Science Foundation Arizona, UA College of Engineering and Arizona High Schools Program Grow Engineering Enrollment

 

PHOENIX (Sept. 3, 2014) – Since 2008, University of Arizona (UA) engineering faculty have worked with science and math teachers, as well as engineering and other Career and Technical Education (CTE) instructors at Arizona high schools as part of UA’s innovative Introduction to Engineering course. Known in high schools as Engineering 102 HS, with funding by Science Foundation Arizona (SFAz), 1,218 high school students have enrolled and received college credit for the course.

Now in its seventh school year, the program has grown to operate primarily on tuition dollars, and is in 38 diverse high schools throughout 18 different school districts in two states. Approximately 39 teachers deliver the hands-on course work to more than 300 students who are taking the class for UA credit.

Engineering 102 HS is a college-credit bearing course designed to help senior high school students get hands-on experience in the university’s engineering program. Students are required to work on design projects, give presentations and write reports just as they would do in a college setting. This approach builds student interest in engineering careers and helps prepare them for coursework that they will take once enrolled at the college level.

SFAz, a nonprofit public-private partnership that serves as a catalyst for revitalizing Arizona and strengthening its economic future, funded the first three years of the program—helping the UA launch and develop the program, building capacity with additional funds from Intel Foundation, Salt River Project, Texas Instruments, John Deere Foundation and the Arizona Department of Education, and leading to a more sustainable tuition-based model. SFAz funded the program through one of UA’s partners, Tucson Unified School District.

> Dataset extract:
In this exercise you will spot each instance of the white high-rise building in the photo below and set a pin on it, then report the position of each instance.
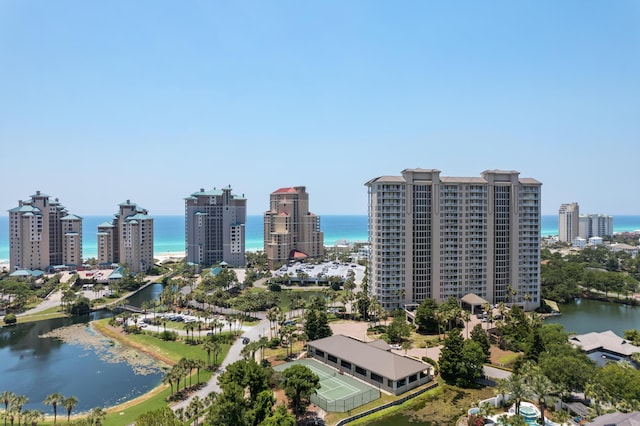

> Request:
Can you transcribe the passage from the article on the Engineering 102 HS program, beginning with the words "Engineering 102 HS is" and stopping after "the college level."?

> Task solution:
Engineering 102 HS is a college-credit bearing course designed to help senior high school students get hands-on experience in the university’s engineering program. Students are required to work on design projects, give presentations and write reports just as they would do in a college setting. This approach builds student interest in engineering careers and helps prepare them for coursework that they will take once enrolled at the college level.